* **Task description**:
Type out each record word for word. Pictures stay out.

──────── Record excerpts

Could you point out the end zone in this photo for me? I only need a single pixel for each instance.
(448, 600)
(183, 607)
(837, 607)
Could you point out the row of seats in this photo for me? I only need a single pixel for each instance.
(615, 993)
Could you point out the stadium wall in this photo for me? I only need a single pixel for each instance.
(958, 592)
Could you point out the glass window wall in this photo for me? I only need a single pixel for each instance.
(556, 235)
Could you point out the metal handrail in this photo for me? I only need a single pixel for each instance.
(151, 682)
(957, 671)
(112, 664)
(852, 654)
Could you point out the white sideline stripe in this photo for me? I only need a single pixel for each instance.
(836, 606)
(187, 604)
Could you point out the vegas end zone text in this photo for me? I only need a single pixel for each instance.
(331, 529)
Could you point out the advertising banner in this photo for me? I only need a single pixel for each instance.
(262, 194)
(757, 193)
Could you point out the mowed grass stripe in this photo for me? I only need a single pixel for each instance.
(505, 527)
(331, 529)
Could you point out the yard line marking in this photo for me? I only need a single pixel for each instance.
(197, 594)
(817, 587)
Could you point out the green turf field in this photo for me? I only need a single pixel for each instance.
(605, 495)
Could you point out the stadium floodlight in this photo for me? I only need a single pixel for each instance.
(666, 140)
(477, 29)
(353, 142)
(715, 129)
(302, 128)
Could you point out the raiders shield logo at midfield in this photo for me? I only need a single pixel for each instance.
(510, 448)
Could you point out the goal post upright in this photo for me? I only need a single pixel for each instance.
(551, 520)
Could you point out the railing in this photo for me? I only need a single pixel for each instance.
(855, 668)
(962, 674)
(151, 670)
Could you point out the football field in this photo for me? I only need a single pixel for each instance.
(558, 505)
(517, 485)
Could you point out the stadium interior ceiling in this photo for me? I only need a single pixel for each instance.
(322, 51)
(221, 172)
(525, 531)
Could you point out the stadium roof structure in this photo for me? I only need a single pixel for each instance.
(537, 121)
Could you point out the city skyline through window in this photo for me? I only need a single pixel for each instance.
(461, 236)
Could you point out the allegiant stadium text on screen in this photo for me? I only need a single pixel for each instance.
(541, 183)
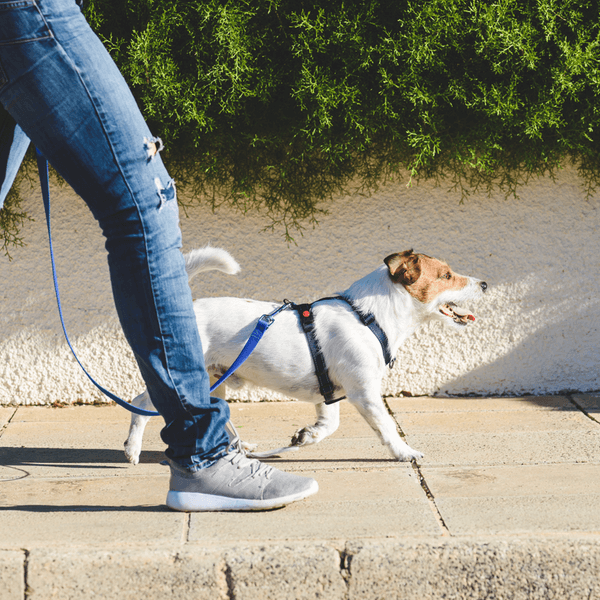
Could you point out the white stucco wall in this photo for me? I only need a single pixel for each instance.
(537, 330)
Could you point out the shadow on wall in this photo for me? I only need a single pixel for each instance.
(529, 346)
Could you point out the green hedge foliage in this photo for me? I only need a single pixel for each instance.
(281, 103)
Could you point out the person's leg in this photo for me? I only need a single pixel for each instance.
(64, 90)
(60, 85)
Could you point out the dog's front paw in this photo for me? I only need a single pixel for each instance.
(405, 453)
(132, 451)
(306, 435)
(249, 447)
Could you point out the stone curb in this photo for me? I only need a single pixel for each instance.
(531, 568)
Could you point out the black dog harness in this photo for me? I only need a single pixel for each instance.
(305, 314)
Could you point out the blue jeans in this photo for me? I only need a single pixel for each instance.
(61, 86)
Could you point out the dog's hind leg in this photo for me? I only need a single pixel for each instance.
(328, 420)
(220, 393)
(133, 443)
(375, 413)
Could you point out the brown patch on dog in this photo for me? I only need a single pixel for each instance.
(424, 277)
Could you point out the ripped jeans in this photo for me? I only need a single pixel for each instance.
(61, 86)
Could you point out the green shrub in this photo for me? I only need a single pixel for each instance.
(279, 104)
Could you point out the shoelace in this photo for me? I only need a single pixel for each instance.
(237, 456)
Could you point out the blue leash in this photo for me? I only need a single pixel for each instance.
(261, 327)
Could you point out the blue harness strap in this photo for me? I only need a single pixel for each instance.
(307, 322)
(44, 180)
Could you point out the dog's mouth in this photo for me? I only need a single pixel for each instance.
(459, 315)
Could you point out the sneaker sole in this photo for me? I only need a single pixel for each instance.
(196, 502)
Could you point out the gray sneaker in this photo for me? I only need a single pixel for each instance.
(235, 482)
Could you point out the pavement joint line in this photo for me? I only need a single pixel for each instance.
(417, 469)
(26, 589)
(187, 525)
(5, 426)
(579, 407)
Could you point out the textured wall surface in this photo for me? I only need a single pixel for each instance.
(536, 330)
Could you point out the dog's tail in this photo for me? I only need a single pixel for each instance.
(210, 259)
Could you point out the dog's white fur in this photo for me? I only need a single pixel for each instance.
(402, 294)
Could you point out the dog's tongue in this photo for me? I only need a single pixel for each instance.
(463, 313)
(458, 313)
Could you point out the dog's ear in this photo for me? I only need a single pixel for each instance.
(403, 267)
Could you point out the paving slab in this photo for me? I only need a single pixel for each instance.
(503, 505)
(517, 499)
(467, 433)
(517, 569)
(350, 504)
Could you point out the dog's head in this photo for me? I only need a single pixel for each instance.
(435, 286)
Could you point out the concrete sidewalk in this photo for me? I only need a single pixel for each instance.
(505, 504)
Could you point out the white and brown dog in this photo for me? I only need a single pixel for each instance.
(404, 293)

────────────────

* **Answer to this task**:
Could you point out the end zone in this photo for me? I only need a single pixel for each instance.
(448, 600)
(183, 607)
(837, 607)
Could you point out the row of seats in this photo for me? I only need a single pixel for each instance.
(615, 993)
Could you point out the stadium wall in this photo for me? I only need a single pixel for each instance.
(958, 592)
Could you point out the glass window wall in this photo for me? I only need a single pixel for each instance.
(556, 235)
Could you point out the metal handrail in this photo for me? I only need a single pixel for each instance.
(151, 682)
(957, 671)
(112, 664)
(852, 654)
Could you point out the white sideline stripe in this photo for me? I only need a single pixel for each instance.
(836, 606)
(187, 604)
Could you point out the vegas end zone text in this photo for me? I only need a single pixel for each instance.
(331, 529)
Could you point out the advertising banner in this photo for me? I only need a single pixel for each instance.
(262, 194)
(757, 193)
Could you point out the mowed grass stripe in this photo for me? I only need a single pixel for each instance.
(505, 527)
(331, 529)
Could you point out the yard line marking in this photo for me? I only need a single pixel for each instance.
(197, 594)
(817, 587)
Could you point out the green turf field in this photo for me? I only need a single pixel for each instance.
(605, 495)
Could you point out the stadium floodlight in this photo for me? I only need a single pixel for each instance.
(666, 140)
(477, 29)
(353, 142)
(715, 129)
(302, 128)
Could you point out the raiders shield logo at midfield in this photo for me? I only need a single pixel for each instance.
(510, 448)
Could you point out the goal post upright in this photo for me? I only need a single pixel for each instance.
(551, 520)
Could you point out the railing in this photo for me? I only need a single pixel for each instance.
(855, 668)
(962, 674)
(151, 670)
Could you point out the football field in this photo for me? I only need a single pixel for each instance.
(558, 505)
(517, 485)
Could you point out the stadium interior ceiling in this photo for me? I only need a single pixel for each instance.
(322, 51)
(221, 172)
(525, 531)
Could you point out the stadium roof structure in this photo for me? I only need a single pixel for each instance.
(537, 121)
Could you point out the city skyline through window in this photo for me? I only need a single pixel for each instance.
(461, 236)
Could you point out the allegiant stadium text on screen in this photo for me? I only need a single pixel for each instance.
(541, 183)
Could you point out the white stucco wall in this photo for me? I only need a single pixel for each instance.
(537, 330)
Could you point out the shadow on wall in this photo for me? I only need a single pixel for each instance.
(529, 346)
Could you point out the green hedge foliage in this photo for me? I only need a single pixel for each instance.
(281, 103)
Could you point out the person's leg in this photo for me? I only need a single pixel for each instance.
(64, 90)
(60, 85)
Could you point out the dog's front paw in this photo for me? I only need a single pixel for each instance.
(405, 453)
(132, 451)
(306, 435)
(249, 447)
Could you point out the stone curb in this photo for me? I only need a single pixel for each instance.
(531, 568)
Could you point out the black dog harness in this photo for me? I only need a single pixel for each instance.
(305, 314)
Could you point out the blue jeans in this photo for me? I only need a single pixel for each instance.
(61, 86)
Could you point out the dog's hind leg in this photo for me? I only need a single pixel for each instance.
(328, 420)
(220, 393)
(133, 443)
(375, 413)
Could you point out the brown patch on dog in this photo for me? I only need a single pixel for each instance.
(424, 277)
Could you point out the ripped jeans in this photo for me? I only need a single pixel for each instance.
(61, 86)
Could you point out the green shrub in this photo for me? I only need a single pixel for each instance.
(279, 104)
Could you point out the shoelace in this photo for me? I only need a single pixel for each instance.
(237, 456)
Could you point out the blue leash in this photo for me? I only need a single pixel for each instance.
(261, 327)
Could you point out the blue harness strap in this photo for me? I only need a single pixel for each instance.
(307, 322)
(44, 180)
Could you point out the dog's mouth in this photo for me? I only need a single pixel for each instance.
(459, 315)
Could you point out the sneaker sole in this photo for me? I only need a single pixel for each instance.
(196, 502)
Could you point out the gray sneaker in this photo for me? I only need a single pixel for each instance.
(235, 482)
Could you point out the pavement joint line in this photo for me? I only need a single pixel for each instance.
(417, 469)
(26, 589)
(187, 525)
(5, 426)
(579, 407)
Could you point out the textured wall surface in this photo for me? I only need a single pixel for each instance.
(536, 330)
Could you point out the dog's tail in this photo for me? I only need a single pixel for each instance.
(210, 259)
Could you point out the dog's white fur in this photo for me? I only need a single pixel for each instance.
(402, 294)
Could you point out the dog's tongue in this photo for me? I only need a single pixel for each instance.
(463, 313)
(458, 313)
Could you point out the dog's ear in this photo for me? I only need a single pixel for each instance.
(403, 267)
Could you point out the paving slab in this photo for me? I only need a single pixel for each instance.
(503, 505)
(517, 499)
(467, 433)
(517, 569)
(350, 504)
Could you point out the dog's head in this photo for me? I only need a single pixel for each instance.
(435, 286)
Could you point out the concrete sidewalk in this photo for me? I only need a single pixel for each instance.
(505, 504)
Could you point out the white and brown dog in this photo for me? I only need a single pixel for each instance.
(404, 293)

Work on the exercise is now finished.